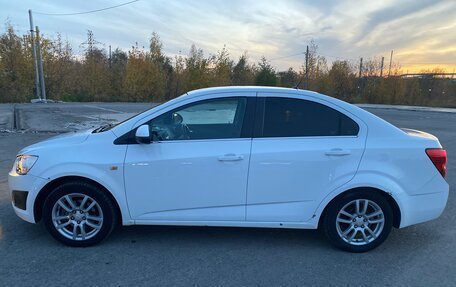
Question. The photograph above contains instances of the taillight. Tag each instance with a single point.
(439, 158)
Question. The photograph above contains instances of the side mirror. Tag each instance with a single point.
(142, 135)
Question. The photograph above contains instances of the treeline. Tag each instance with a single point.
(147, 74)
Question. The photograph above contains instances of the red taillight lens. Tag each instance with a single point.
(439, 158)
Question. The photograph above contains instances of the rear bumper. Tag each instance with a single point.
(422, 207)
(30, 185)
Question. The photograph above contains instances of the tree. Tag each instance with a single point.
(222, 68)
(266, 75)
(243, 73)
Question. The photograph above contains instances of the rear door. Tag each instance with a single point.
(303, 149)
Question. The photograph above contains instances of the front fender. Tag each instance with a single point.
(108, 176)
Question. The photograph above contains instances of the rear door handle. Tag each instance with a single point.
(337, 152)
(230, 157)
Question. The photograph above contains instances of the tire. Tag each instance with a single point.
(79, 214)
(358, 221)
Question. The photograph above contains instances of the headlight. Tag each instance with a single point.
(24, 163)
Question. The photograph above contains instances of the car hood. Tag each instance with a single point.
(70, 138)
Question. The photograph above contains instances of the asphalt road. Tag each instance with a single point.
(421, 255)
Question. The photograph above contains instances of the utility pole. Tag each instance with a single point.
(391, 61)
(360, 67)
(37, 85)
(40, 64)
(109, 56)
(307, 67)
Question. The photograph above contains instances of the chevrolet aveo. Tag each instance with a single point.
(236, 156)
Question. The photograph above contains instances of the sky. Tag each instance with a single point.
(422, 33)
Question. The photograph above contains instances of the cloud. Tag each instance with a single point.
(420, 31)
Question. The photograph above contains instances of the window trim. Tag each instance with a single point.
(246, 128)
(260, 114)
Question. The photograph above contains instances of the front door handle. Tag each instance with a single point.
(230, 157)
(337, 152)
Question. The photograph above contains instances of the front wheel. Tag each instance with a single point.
(358, 221)
(79, 214)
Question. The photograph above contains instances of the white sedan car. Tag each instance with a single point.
(236, 156)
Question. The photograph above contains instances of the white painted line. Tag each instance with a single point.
(105, 109)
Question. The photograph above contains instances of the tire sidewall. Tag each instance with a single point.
(86, 189)
(329, 222)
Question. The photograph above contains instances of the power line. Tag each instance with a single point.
(86, 12)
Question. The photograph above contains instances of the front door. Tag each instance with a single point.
(196, 167)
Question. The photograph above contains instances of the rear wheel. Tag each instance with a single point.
(79, 214)
(358, 221)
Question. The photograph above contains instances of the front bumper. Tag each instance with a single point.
(31, 185)
(425, 205)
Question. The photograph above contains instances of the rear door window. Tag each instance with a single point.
(289, 117)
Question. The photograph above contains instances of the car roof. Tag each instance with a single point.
(246, 89)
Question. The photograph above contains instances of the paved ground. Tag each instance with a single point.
(422, 255)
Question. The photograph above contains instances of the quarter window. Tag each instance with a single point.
(287, 117)
(211, 119)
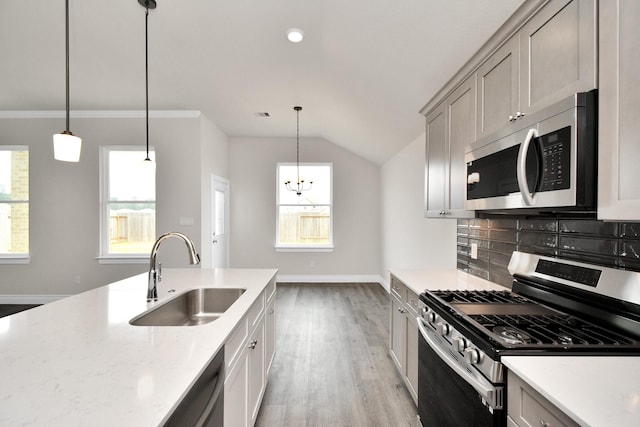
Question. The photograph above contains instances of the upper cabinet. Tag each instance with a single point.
(619, 111)
(551, 57)
(546, 52)
(450, 127)
(498, 83)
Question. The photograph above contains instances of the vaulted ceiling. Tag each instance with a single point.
(362, 72)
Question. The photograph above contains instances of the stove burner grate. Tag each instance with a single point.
(480, 297)
(563, 330)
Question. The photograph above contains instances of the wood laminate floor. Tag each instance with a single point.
(332, 366)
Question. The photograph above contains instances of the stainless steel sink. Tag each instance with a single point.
(191, 308)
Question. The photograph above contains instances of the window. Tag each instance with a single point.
(305, 222)
(128, 208)
(14, 202)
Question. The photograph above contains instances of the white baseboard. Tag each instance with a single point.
(281, 278)
(30, 299)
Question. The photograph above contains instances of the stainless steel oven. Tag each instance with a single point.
(544, 161)
(556, 307)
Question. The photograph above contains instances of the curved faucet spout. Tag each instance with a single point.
(154, 274)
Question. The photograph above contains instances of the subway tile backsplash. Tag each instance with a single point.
(610, 244)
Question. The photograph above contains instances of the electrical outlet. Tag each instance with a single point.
(474, 251)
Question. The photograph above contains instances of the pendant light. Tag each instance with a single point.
(147, 4)
(67, 146)
(300, 184)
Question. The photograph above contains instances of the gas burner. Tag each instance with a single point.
(511, 335)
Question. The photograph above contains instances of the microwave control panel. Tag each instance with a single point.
(556, 160)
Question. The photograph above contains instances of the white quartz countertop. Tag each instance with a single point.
(593, 391)
(442, 279)
(78, 361)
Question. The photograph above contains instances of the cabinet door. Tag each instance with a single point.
(498, 88)
(558, 53)
(436, 163)
(619, 111)
(397, 329)
(412, 357)
(461, 115)
(235, 394)
(270, 336)
(256, 382)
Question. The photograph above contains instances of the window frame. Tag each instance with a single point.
(104, 256)
(304, 247)
(22, 257)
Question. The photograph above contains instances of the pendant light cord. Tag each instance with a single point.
(298, 144)
(146, 70)
(67, 57)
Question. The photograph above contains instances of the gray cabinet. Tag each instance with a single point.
(619, 111)
(498, 88)
(403, 340)
(551, 57)
(527, 407)
(558, 48)
(450, 128)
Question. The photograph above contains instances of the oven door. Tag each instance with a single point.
(449, 394)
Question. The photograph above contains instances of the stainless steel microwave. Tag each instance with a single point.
(545, 161)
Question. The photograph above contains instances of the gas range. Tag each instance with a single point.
(555, 307)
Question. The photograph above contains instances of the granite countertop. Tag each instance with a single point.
(78, 361)
(594, 391)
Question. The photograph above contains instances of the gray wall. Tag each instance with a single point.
(356, 198)
(64, 197)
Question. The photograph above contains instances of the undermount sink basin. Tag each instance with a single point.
(191, 308)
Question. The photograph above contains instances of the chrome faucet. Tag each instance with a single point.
(155, 275)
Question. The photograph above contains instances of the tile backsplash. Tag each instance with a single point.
(612, 244)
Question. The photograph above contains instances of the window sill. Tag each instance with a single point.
(15, 259)
(123, 259)
(324, 248)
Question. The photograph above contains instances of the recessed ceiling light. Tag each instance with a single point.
(295, 35)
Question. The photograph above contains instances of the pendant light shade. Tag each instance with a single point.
(67, 146)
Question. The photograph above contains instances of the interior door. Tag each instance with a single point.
(220, 223)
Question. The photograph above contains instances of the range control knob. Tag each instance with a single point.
(460, 344)
(443, 329)
(432, 317)
(471, 355)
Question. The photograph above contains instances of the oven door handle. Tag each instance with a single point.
(522, 168)
(490, 394)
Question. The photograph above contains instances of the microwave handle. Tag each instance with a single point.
(522, 168)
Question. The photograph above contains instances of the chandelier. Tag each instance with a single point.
(300, 185)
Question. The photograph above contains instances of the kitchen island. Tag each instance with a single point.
(78, 361)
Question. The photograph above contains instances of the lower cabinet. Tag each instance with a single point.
(403, 330)
(249, 351)
(526, 407)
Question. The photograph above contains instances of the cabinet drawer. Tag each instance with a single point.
(233, 346)
(399, 289)
(412, 302)
(256, 311)
(270, 290)
(527, 407)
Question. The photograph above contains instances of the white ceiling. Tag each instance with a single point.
(361, 74)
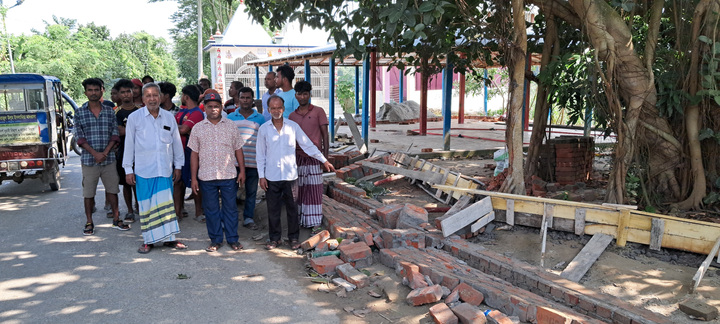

++++++++++++++++++++

#### Exercise directions:
Each entry should be repeated exactly as it appears; the pictures stay out.

#### Solution to this task:
Question. The photograph above contains instances of the taillight. Tag each instance with a single point.
(439, 158)
Question. The photograph above contains instances of the side mirror. Tag each instance with a single point.
(142, 135)
Question. The photograph above contains instances of the treeline. Tag each instance with a single point.
(147, 74)
Question. The photograph above contains instances of the red taillight lens. Tag each instance with a single point.
(439, 158)
Question. The photograph above contains instances of the rear bumper. Tag each instance with a single point.
(422, 207)
(30, 185)
Question. The photograph above contains instances of the tree. Tag each instance with a single point.
(222, 68)
(266, 75)
(243, 73)
Question. The photograph above contains instances of the rear door. Tag each instance with a single point.
(303, 149)
Question. The photograph above contains instances of the front fender. Tag each instance with a single point.
(108, 176)
Question. The photograph above contains instances of the rear door handle. Tag each instance with a single point.
(337, 152)
(230, 157)
Question. The photograph above contains instances of the tire. Tag each instance with a single point.
(79, 214)
(358, 221)
Question. The photograph above contains instances of the headlight. Tag each instance with a single point.
(24, 163)
Question. The photograph above contains instances of the car hood. Tag each instance with a single point.
(70, 138)
Question. The photograph above contains instances of the asphalt road. Tag each instance with a single point.
(421, 255)
Question. The photograph above contains instances of the utility pole. Tag each instance with a single point.
(391, 61)
(360, 67)
(37, 85)
(40, 64)
(109, 56)
(307, 67)
Question. The photograph above contains instances of the chevrolet aveo. Tag each instance with a single point.
(236, 156)
Question. The photograph above contains instances of the sky. Tag each instance with a single point.
(422, 33)
Question. The photograph above contains instances of the cloud. Tag each instance with a single point.
(420, 31)
Question. The photograph above contains instances of the window trim. Tag each instance with a single point.
(246, 128)
(260, 114)
Question. The photograph above contains instances of the front door handle. Tag each instance with a single point.
(230, 157)
(337, 152)
Question. The photograph above contains instances of the front wheel. Tag each instance with a single point.
(358, 221)
(79, 214)
Question. The photograph above contains instances of the white sedan car. Tag each instance with a single point.
(236, 156)
Question. The photograph above contains instances of the white painted line. Tag each instance with a single point.
(105, 109)
Question. The photograph above contains instances of the tire sidewall. Tag each instance with a single point.
(86, 189)
(329, 222)
Question. The photograph above contains instances of the power line. Tag each instance with a single point.
(86, 12)
Question. The photograph above contains instances of the front door. Tag each instance with a single point.
(196, 167)
Question. The photograph above contains instances of the rear wheel. Tag each instance with a single point.
(79, 214)
(358, 221)
Question. The photograph above contains instances of the front bumper. Tag each instance with a single point.
(31, 185)
(425, 205)
Question. The photograph above contains instances of the rear door window. Tag each instance with a single point.
(289, 117)
Question. The photograph above contains instances of the car roof. Tag each instance with a single point.
(246, 89)
Question. The photograph above contains instances of the paved ground. Tag each instance with a single point.
(422, 255)
Question. The photograph above contains instances of the quarter window. Tag each instance with a single point.
(287, 117)
(211, 119)
Question. The photograph above contains instances of the upper cabinet. Tag each instance with a single point.
(619, 111)
(551, 57)
(546, 52)
(450, 127)
(498, 83)
Question. The photograph above contains instances of the vaulted ceiling. Tag each instance with a single point.
(362, 72)
Question. The photograph above contains instances of the stove burner grate. Tag each instance with a single point.
(480, 297)
(563, 330)
Question. The photograph above contains instances of the wood laminate floor. Tag each instance with a single point.
(332, 366)
Question. The photograph above contains instances of the stainless steel sink. Tag each instance with a single point.
(191, 308)
Question. The photograph above contains instances of the window. Tag each instance with a single point.
(305, 222)
(128, 208)
(14, 202)
Question. The photograph above contains instances of the white baseboard. Tag each instance with a single point.
(281, 278)
(30, 299)
Question. The photograph above contains instances of the stainless steel oven. Tag each instance with a single point.
(544, 161)
(556, 307)
Question. The photograph above contains instances of the curved faucet spout. Tag each instance with a single point.
(154, 274)
Question. The photograph above contains instances of the subway tile backsplash. Tag each instance with a single point.
(610, 244)
Question. The photograph above contains instances of the electrical outlet. Tag each instance with a single point.
(474, 251)
Question. The photograph above contains instances of the pendant light. Tag each instance with a single point.
(147, 4)
(67, 146)
(300, 184)
Question. The photograph above contains instances of the gas burner. Tag each instance with a single point.
(511, 335)
Question. The photograph above contains instances of the microwave control panel. Tag each instance with a single point.
(556, 160)
Question. The photograph above contains instances of the white quartz countertop. Tag each instance with a single point.
(593, 391)
(442, 279)
(78, 361)
Question. The photograph above contains instances of the cabinet door. Tag each instance with a single point.
(498, 88)
(558, 53)
(436, 163)
(619, 111)
(397, 329)
(412, 357)
(461, 115)
(235, 394)
(270, 336)
(256, 382)
Question. The photograph above contains instances of the window frame. Tag each instance with a single point.
(104, 256)
(304, 247)
(22, 257)
Question. The photograph above contains instances of the pendant light cord. Tag each instance with a single point.
(298, 144)
(146, 70)
(67, 57)
Question. The photograph above contains instances of the gray cabinet. Tag each instance with a single point.
(619, 111)
(498, 88)
(403, 340)
(551, 57)
(527, 407)
(558, 48)
(450, 128)
Question. The photograph above contains instances of the oven door. Tag each instance with a single point.
(449, 394)
Question. The photograph above contains instances of the stainless steel microwave. Tag each instance with a single point.
(545, 161)
Question. The photograph above contains instances of the gas range. Tag each instance with a single point.
(555, 307)
Question. The photograph above contains instances of the granite countertop. Tag each instance with a single point.
(78, 361)
(594, 391)
Question. The photograph above contains instances of the gray wall. Tag each instance with a single point.
(356, 198)
(64, 197)
Question. The photograph above contains instances of the undermount sink basin. Tag each instance with a single point.
(191, 308)
Question. The photograph above contains instances of the chrome faucet. Tag each instance with a single point.
(155, 275)
Question. The photograph above contains instances of the tile backsplash. Tag each instance with a single point.
(612, 244)
Question. The photograph above contains instances of the window sill. Tag each instance with a single point.
(15, 259)
(123, 259)
(324, 248)
Question. The photograph above contains instances of the recessed ceiling light. Tag each instance with a single point.
(295, 35)
Question. The photograph above contains instances of the pendant light shade. Tag each instance with a single point.
(67, 146)
Question. The photograph above contains instances of the interior door. Tag each instance with a single point.
(220, 223)
Question. The photograph above contains instances of the range control knob. Tag each instance with a single point.
(460, 344)
(443, 329)
(432, 317)
(471, 355)
Question. The photograph above contains instances of the oven door handle. Tag each instance with a single point.
(522, 168)
(490, 394)
Question. The photograph above contains instances of the microwave handle. Tag each instance with a single point.
(522, 168)
Question. The photograph above contains instances of the chandelier. Tag each instance with a single point.
(300, 185)
Question. The photograph above contains instances of the kitchen island. Tag each instance with a single point.
(78, 361)
Question. The photograph above contains instances of the lower cabinet. Tag each instance with a single point.
(403, 330)
(249, 351)
(526, 407)
Question. The photograph above contains instances of the cabinet drawer. Tag each instance with a single point.
(233, 346)
(399, 289)
(412, 302)
(256, 311)
(270, 290)
(527, 407)
Question. The photograph above contains instances of the white ceiling. Tag each instance with a single point.
(361, 74)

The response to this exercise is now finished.